反抗する気のある相手は拍子抜けして、自分も悪かったのではないかと思う。
「何故、君を怒ったかわかるか?」そして考えさせる。わかるわけがない。
色々、思い当たるだろうが、何も確信には至らないからだ。
「わかりません」と大概、答えるだろう。相手はきっと罵られると思っている。
「それは君がこの店で重要な位置にあるからだ」という。それは事実。
「僕は正直な話、君に期待してる。仕事を覚えるのが早いし、的確だからだ。
与えられた仕事はちゃんとこなす。覚えれば、この店の誰よりも仕事ができる」
「・・・ありがとうございます」「期待する分、厳しく当たってしまった。済まない」
「いや、自分も悪かったですし・・・」「この際だから不満を全部聞こうか?」
「いや、不満なんてないですよ。市来さんはいい人ですし。
今回の件は、自分も色々動いてたんですよ。でも、それを言おうとしたら、
市来さん、言う前に怒って・・・」「それは君が連絡をしないからだ」
「だったら空白の部分は適当に埋めてくれれば・・・」

表示データ »
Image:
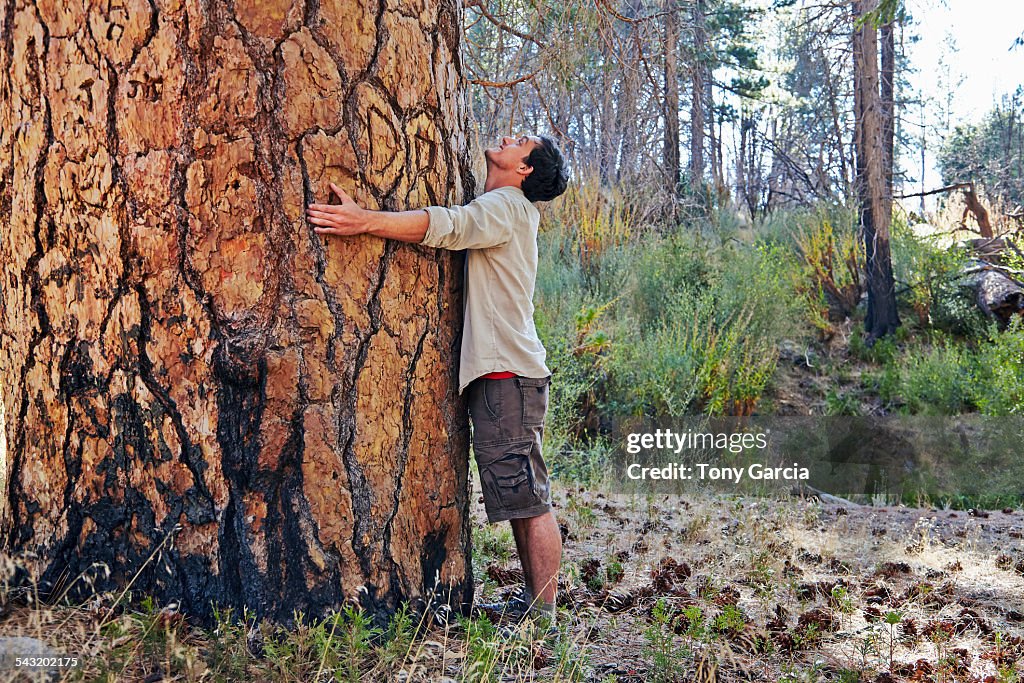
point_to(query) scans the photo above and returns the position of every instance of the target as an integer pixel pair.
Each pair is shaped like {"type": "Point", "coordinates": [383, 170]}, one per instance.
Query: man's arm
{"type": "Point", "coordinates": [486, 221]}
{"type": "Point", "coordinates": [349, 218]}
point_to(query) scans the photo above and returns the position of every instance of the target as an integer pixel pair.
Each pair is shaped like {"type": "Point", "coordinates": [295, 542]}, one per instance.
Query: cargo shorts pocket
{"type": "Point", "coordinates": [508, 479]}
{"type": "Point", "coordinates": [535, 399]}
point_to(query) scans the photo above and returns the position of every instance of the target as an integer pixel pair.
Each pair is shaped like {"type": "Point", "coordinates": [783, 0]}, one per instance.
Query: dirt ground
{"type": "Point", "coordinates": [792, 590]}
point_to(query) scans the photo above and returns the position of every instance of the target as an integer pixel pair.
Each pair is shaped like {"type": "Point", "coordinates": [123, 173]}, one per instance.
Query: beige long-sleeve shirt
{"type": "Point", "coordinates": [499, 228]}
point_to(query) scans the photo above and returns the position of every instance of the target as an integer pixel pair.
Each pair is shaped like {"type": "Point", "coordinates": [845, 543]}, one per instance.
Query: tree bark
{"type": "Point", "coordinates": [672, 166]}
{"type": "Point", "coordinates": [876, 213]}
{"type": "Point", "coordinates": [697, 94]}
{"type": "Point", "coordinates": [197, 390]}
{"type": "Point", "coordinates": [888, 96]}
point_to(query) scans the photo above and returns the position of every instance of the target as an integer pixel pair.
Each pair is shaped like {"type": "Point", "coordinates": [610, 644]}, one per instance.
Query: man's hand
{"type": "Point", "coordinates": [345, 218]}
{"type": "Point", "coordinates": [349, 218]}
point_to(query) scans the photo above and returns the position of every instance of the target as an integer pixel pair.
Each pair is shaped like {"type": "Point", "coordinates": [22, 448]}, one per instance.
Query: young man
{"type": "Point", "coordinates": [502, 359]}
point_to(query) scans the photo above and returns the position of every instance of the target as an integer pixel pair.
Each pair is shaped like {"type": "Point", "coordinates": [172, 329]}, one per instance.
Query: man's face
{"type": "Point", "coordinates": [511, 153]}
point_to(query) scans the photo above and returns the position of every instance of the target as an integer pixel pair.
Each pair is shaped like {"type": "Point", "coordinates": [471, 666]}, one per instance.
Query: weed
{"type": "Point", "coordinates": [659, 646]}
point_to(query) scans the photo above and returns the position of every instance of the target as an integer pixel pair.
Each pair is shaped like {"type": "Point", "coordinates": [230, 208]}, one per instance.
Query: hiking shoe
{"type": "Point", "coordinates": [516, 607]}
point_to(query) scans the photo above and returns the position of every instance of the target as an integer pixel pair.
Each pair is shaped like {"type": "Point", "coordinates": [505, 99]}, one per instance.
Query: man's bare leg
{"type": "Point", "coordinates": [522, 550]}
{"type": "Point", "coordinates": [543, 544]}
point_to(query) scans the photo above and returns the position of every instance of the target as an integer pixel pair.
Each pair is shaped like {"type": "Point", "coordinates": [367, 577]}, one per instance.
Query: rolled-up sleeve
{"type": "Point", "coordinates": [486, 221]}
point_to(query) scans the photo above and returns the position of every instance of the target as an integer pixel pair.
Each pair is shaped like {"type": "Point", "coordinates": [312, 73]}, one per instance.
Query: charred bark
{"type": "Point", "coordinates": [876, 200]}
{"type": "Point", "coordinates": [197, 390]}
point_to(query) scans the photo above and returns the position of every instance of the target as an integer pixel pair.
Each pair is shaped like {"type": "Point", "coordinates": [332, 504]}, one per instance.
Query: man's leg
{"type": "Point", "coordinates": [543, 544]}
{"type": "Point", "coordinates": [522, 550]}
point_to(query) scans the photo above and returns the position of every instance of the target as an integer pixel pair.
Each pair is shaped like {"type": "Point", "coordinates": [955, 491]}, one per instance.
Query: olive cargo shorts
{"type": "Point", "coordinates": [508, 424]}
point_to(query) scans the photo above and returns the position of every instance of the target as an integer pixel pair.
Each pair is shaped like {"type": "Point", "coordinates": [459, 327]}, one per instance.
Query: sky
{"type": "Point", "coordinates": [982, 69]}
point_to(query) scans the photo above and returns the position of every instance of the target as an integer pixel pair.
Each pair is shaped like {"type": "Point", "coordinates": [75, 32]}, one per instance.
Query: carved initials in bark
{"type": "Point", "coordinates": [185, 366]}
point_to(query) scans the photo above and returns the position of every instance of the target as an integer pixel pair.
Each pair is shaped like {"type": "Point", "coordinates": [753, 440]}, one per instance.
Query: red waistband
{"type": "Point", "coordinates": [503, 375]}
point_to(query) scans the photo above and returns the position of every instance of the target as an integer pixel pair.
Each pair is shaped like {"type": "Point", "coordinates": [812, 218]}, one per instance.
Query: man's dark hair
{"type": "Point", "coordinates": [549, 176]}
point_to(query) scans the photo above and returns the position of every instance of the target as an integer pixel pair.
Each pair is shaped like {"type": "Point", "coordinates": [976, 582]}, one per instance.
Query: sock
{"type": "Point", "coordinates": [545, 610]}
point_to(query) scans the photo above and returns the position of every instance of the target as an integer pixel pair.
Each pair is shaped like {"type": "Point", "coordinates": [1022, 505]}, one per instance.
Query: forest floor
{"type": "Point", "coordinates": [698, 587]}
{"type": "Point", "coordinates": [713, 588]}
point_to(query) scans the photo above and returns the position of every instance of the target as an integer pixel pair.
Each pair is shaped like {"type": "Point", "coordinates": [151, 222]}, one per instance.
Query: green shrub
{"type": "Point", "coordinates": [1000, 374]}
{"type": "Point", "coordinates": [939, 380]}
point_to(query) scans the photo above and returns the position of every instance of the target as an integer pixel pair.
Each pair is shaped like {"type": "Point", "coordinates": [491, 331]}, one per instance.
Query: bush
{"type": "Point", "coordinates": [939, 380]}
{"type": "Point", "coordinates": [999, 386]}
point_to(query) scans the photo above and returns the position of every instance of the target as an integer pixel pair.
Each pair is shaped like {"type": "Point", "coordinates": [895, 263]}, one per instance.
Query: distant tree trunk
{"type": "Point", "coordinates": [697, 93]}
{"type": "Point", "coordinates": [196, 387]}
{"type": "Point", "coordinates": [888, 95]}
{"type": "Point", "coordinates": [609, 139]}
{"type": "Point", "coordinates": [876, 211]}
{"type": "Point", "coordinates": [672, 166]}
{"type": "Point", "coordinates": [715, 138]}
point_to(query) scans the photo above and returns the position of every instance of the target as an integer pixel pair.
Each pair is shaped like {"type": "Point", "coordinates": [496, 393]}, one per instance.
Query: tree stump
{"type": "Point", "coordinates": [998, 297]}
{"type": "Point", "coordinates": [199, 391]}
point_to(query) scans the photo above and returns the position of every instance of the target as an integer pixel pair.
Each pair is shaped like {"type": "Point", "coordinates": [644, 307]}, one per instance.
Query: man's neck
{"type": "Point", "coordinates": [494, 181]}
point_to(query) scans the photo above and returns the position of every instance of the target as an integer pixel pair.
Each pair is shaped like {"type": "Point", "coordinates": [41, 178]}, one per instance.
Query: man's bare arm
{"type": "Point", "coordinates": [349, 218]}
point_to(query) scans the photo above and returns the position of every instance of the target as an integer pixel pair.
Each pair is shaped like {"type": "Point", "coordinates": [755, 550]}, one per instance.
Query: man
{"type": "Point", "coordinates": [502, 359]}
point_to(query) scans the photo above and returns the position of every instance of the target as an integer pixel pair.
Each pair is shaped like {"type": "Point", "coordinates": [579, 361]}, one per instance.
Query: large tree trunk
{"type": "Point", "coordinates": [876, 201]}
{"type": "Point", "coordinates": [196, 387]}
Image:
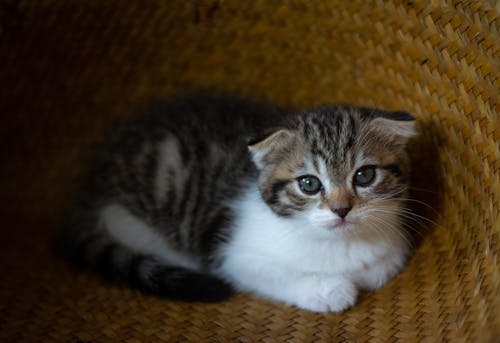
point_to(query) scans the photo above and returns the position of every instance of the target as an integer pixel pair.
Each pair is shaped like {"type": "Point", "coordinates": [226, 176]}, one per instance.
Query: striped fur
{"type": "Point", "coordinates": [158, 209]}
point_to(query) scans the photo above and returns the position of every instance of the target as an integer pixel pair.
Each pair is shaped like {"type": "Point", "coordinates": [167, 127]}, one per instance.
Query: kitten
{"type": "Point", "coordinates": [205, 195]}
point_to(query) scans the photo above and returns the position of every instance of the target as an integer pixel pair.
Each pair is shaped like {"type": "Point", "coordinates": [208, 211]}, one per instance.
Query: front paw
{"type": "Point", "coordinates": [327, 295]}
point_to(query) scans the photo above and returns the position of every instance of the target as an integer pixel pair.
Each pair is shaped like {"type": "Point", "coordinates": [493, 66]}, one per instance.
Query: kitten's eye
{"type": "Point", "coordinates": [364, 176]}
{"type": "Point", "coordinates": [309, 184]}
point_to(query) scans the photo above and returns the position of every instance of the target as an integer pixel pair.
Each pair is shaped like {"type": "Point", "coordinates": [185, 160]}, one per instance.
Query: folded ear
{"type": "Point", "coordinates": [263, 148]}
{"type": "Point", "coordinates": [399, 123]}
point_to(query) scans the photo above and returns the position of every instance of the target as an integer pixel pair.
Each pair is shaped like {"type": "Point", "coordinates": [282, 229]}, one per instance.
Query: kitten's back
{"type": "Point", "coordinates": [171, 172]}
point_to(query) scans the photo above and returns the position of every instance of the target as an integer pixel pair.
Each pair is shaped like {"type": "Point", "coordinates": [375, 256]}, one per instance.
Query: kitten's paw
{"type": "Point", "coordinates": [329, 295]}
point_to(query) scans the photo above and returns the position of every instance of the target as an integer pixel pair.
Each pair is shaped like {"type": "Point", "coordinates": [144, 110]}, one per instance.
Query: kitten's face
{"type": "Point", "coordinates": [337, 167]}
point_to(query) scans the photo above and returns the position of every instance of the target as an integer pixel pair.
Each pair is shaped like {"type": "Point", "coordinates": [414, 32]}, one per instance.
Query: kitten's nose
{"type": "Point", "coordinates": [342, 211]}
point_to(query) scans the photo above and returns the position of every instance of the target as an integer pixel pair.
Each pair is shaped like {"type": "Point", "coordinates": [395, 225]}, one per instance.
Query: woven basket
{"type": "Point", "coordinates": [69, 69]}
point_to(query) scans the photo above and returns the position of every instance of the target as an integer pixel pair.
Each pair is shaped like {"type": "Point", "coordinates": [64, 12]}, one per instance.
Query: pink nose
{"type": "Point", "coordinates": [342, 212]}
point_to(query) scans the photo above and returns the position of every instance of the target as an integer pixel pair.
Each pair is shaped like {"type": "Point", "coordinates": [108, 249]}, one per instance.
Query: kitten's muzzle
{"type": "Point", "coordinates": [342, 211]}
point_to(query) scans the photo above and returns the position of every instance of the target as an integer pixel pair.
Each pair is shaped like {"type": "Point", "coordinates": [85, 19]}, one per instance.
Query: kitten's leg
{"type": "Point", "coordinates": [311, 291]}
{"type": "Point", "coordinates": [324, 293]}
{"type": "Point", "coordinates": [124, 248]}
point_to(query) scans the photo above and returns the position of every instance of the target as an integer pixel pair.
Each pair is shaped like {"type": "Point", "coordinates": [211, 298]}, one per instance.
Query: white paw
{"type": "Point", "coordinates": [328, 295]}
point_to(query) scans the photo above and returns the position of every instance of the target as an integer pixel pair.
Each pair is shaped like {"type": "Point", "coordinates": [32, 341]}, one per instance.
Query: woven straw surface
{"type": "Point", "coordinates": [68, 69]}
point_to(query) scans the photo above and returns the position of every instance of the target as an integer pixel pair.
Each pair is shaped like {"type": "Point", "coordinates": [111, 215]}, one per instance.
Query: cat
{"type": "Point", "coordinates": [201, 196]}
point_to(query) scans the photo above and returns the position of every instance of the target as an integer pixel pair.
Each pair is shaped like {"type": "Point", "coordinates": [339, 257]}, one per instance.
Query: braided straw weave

やること一覧 »
- a) 店で部下を叱る場面の文章のうち、「反抗する気のある相手は拍子抜けして、自分も悪かったのではないかと思う。」で始まり「市来さん、言う前に怒って・・・」「それは君が連絡をしないからだ」」まで続く部分を、一字も変えずにもう一度書き出してください。
- b) 店で部下を叱る場面の文章を、最後の文のあとから書き続けてください。

それぞれの答え »
- a)
反抗する気のある相手は拍子抜けして、自分も悪かったのではないかと思う。
「何故、君を怒ったかわかるか?」そして考えさせる。わかるわけがない。
色々、思い当たるだろうが、何も確信には至らないからだ。
「わかりません」と大概、答えるだろう。相手はきっと罵られると思っている。
「それは君がこの店で重要な位置にあるからだ」という。それは事実。
「僕は正直な話、君に期待してる。仕事を覚えるのが早いし、的確だからだ。
与えられた仕事はちゃんとこなす。覚えれば、この店の誰よりも仕事ができる」
「・・・ありがとうございます」「期待する分、厳しく当たってしまった。済まない」
「いや、自分も悪かったですし・・・」「この際だから不満を全部聞こうか?」
「いや、不満なんてないですよ。市来さんはいい人ですし。
今回の件は、自分も色々動いてたんですよ。でも、それを言おうとしたら、
市来さん、言う前に怒って・・・」「それは君が連絡をしないからだ」

- b)
「それは出来ない。君がどんな予定にあるのかわからないのに、それは出来ない。
だからこそ連絡が欲しい。テストが近い、風邪が辛い、デートに行く、
友人と遊びに行きたい。理由を言ってくれれば考える。
店のことを最初に考えるべきだろうが、それ以前に君らの方が大切だ。
君らにとって、店はバイトで、本当に大切なことは別にあることを理解してる。」
「・・・」「例えば、シフトを組むとき、いつも色々なことを考える。
こいつは休みを入れてやらないときついだろうなぁ、
借金をしてるといってたからたくさん入れてやろう、
次の日、テストだといってたから早めに上げてやろう、
なにも考えずにシフトを組んでるわけじゃない。君ら全体の生活を考えてる。
だから、連絡が欲しい。わかった?」「はい」
「・・・ここだけの話、僕はもうすぐ転勤するかもしれない。」
「転勤ですか?どこに?」「決まってない。多分、関西のほう」「そうですか・・・」
「僕も鈴木さんも一年近くいるから、タイムリミットが迫ってる。
僕らが抜けたときに、人員の補充はきっとない。来ても、きっと店は変わる。
正直な話、何人か辞めてしまうだろうとも思う。
だから夕方、君と渡邊と内田が中心になって支えて欲しいと思ってる。」
「俺もですか?」「そう、君もだ。」・・・暫くの沈黙。
「それで今日はどうする?」「・・・働かせてもらいます。」
「そうか、よろしく。では、行こうか。」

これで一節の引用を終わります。